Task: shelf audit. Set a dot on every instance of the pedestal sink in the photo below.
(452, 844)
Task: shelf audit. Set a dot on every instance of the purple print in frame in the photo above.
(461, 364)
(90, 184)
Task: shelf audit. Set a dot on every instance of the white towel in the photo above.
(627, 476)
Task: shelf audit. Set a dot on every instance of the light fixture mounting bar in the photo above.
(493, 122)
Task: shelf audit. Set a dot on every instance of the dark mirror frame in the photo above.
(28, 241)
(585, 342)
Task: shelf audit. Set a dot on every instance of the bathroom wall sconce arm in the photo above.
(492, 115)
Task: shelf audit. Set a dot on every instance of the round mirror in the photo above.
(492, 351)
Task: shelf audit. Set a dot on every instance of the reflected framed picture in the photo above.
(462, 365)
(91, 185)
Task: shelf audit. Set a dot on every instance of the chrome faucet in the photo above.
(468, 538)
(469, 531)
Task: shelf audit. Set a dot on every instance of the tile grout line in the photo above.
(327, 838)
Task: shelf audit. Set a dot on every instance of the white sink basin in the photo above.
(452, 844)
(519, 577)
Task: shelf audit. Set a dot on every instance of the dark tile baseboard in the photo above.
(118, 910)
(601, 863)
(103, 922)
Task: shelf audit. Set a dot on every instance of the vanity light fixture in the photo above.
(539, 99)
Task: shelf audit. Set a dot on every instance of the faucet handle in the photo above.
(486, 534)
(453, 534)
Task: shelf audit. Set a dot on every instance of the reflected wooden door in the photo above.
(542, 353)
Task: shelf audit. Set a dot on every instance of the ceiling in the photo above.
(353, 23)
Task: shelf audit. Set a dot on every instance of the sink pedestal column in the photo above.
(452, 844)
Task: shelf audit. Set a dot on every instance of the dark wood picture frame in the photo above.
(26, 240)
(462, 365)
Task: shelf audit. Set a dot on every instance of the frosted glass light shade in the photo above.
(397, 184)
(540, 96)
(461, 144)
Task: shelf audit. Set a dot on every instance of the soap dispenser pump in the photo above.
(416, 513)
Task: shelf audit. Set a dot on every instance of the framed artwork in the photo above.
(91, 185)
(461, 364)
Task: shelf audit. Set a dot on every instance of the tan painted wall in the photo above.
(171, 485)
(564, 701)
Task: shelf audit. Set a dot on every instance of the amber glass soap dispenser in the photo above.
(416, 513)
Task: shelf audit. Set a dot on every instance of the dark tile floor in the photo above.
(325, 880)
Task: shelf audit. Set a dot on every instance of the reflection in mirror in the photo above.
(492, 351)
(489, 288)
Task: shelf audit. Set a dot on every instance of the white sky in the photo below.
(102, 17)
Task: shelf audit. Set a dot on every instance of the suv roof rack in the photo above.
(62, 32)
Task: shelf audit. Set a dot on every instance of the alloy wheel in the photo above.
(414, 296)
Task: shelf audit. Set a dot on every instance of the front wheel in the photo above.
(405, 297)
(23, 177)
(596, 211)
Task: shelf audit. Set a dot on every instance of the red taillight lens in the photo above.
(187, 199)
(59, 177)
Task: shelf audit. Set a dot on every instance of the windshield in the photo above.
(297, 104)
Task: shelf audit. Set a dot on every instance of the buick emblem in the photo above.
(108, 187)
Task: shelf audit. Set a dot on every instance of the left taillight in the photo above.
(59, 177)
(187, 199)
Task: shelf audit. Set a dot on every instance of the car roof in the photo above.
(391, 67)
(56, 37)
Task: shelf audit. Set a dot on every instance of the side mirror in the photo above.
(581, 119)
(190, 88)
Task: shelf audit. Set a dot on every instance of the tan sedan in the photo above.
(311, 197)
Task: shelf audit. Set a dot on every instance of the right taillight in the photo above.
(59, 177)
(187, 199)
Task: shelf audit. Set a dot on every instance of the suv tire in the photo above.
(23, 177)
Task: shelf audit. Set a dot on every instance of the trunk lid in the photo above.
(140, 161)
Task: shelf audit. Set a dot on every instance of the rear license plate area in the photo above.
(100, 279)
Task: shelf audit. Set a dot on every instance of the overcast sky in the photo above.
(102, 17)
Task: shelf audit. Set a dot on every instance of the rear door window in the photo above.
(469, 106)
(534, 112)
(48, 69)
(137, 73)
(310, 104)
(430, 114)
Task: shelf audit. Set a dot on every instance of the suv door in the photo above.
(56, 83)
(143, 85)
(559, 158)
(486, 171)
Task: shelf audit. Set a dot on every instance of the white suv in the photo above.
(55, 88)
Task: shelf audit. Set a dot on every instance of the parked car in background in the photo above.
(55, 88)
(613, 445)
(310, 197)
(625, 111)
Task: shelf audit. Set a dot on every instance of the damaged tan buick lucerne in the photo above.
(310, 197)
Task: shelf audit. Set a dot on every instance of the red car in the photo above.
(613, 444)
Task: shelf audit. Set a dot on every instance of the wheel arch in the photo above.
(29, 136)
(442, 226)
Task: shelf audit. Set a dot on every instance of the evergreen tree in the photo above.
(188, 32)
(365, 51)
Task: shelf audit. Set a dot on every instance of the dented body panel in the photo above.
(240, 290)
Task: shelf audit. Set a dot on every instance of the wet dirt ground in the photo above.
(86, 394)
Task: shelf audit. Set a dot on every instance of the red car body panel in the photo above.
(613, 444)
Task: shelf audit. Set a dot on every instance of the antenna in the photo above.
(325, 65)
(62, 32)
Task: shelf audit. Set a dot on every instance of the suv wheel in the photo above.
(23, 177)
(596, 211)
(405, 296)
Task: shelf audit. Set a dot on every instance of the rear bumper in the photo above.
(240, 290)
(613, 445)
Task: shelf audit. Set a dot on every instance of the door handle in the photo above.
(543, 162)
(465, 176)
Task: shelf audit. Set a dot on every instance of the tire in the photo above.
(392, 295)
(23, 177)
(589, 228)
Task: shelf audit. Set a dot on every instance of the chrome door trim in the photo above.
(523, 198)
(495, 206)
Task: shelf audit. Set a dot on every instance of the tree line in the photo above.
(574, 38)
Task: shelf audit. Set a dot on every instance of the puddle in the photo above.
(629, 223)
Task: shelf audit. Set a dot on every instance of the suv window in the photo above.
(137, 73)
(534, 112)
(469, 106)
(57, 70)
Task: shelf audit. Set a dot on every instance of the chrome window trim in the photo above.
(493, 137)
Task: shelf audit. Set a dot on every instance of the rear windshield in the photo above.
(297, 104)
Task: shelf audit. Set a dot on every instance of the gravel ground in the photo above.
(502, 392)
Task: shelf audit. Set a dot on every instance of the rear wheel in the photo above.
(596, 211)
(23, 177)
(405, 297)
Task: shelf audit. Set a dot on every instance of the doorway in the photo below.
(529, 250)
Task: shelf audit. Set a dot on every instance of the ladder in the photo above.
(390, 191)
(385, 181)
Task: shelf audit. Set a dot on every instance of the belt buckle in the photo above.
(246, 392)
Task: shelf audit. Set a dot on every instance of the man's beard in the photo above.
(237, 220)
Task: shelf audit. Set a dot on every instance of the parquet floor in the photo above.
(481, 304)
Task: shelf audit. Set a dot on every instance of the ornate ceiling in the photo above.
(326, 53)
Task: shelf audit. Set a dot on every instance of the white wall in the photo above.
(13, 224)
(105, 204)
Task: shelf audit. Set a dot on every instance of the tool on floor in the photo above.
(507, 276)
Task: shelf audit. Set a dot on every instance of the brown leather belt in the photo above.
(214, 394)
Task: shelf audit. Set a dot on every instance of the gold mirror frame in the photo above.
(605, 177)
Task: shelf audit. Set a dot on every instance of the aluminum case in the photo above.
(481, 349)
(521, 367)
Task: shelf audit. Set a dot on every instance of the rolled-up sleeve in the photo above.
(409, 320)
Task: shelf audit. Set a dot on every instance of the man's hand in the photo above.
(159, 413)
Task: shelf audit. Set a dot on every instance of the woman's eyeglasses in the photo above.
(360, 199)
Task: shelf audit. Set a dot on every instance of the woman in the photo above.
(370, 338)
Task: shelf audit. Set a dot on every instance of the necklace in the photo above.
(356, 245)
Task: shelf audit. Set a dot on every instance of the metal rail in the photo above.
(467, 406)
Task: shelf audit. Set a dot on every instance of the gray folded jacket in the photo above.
....
**Required action:**
What belongs in the answer is the line with "sleeve in the photo above." plus every later line of the listing, copied word for word and nothing besides.

**Exercise response:**
Task: shelf audit. Set a dot on every instance of the rolled-up sleeve in the photo above.
(409, 320)
Task: shelf audit. Set a dot on every instance of the man's hand in the photo above.
(159, 413)
Task: shelf audit. Set a dot on every instance of the woman's eyeglasses in the photo above.
(360, 199)
Task: shelf audit. Set a dot on every instance of the woman in the photo above.
(370, 338)
Task: shelf audit. Set a dot on every instance of the necklace in the photo above.
(356, 245)
Task: shelf audit. Set a dot on every instance of the metal rail in the photo above.
(467, 406)
Task: shelf audit. Set a dot on every instance of the gray folded jacket in the photo above.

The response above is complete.